:: TASK GOAL ::
Please write out the listing below word for word, starting with the line that contains "Objective — one point per instance of the white" and going on through the line that contains "326], [565, 82]]", with both of those lines included.

:: EXERCISE MATERIAL ::

►

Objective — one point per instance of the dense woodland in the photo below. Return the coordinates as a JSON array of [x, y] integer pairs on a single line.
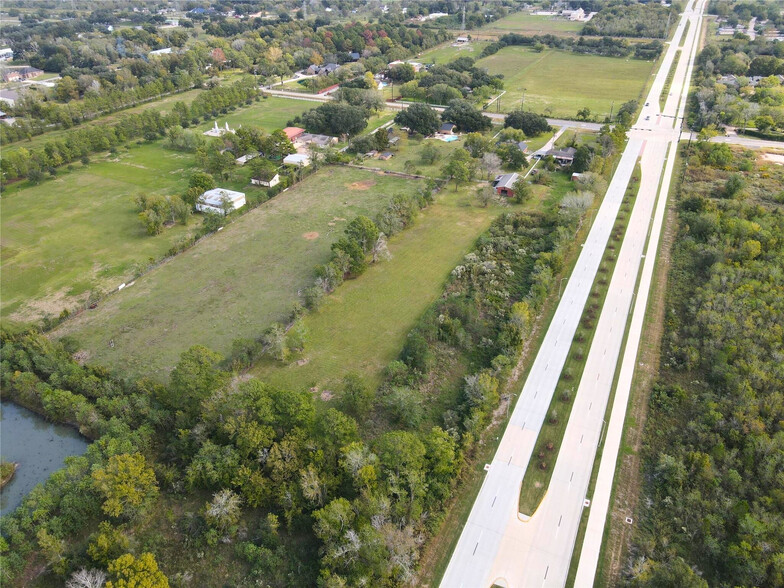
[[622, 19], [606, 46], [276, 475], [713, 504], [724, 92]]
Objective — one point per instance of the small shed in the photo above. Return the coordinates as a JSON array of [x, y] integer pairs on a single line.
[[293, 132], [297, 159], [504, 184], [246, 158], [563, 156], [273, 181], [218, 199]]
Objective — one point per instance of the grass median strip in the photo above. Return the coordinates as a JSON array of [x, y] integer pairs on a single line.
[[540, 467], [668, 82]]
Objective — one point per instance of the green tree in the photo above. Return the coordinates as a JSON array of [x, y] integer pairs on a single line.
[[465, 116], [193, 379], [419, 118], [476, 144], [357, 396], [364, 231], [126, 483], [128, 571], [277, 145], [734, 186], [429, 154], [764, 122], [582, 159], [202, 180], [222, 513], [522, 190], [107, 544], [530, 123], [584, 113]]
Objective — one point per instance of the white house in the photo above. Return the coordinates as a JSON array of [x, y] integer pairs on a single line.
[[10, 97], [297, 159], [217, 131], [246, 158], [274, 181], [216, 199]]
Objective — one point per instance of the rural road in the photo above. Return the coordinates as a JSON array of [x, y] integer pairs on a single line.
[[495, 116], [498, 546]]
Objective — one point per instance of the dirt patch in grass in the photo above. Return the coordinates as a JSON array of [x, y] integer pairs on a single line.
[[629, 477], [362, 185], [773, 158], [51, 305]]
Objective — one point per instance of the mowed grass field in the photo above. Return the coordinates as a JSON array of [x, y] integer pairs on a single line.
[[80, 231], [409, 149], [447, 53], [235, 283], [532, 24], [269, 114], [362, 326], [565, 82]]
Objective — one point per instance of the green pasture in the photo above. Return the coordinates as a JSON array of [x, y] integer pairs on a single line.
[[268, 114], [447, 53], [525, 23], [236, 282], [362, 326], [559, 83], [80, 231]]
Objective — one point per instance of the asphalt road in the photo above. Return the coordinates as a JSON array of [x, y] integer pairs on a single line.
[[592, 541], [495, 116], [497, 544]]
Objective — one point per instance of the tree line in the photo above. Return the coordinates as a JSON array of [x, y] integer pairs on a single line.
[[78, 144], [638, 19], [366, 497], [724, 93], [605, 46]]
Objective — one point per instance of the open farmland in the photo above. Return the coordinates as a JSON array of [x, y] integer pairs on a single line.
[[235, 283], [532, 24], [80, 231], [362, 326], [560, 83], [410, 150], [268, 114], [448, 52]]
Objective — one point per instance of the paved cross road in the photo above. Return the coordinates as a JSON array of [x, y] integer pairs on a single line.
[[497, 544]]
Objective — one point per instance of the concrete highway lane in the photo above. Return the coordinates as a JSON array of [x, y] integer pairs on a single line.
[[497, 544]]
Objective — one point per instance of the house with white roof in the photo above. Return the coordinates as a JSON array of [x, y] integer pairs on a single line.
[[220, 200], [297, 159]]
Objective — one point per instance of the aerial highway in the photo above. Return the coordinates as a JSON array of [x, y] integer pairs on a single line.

◄

:: ANSWER TO THE EXERCISE ::
Objective — one point per instance of the white house in the photo above. Return the coordinates as a JSON array of [x, y] integer pairs on a single line.
[[10, 97], [297, 159], [217, 131], [246, 158], [274, 181], [216, 199]]
Objective — one point per instance of the rural road in the photo above. Return the coordinates as a JSON array of [x, y] integer pairs on a single line.
[[495, 116], [498, 546]]
Objective — one point per instance of the dirt patch in grass in the photo above. Return the coordinates as a JSON array of [x, y] integer pairs on a single line.
[[629, 477], [362, 185], [773, 158], [51, 305]]
Objective — one point per instance of the mowed grass field in the photo above. Return the coordinates as a JSON array of [x, y] integer pairs on a single line.
[[80, 231], [409, 149], [447, 53], [235, 283], [532, 24], [269, 114], [362, 326], [565, 82]]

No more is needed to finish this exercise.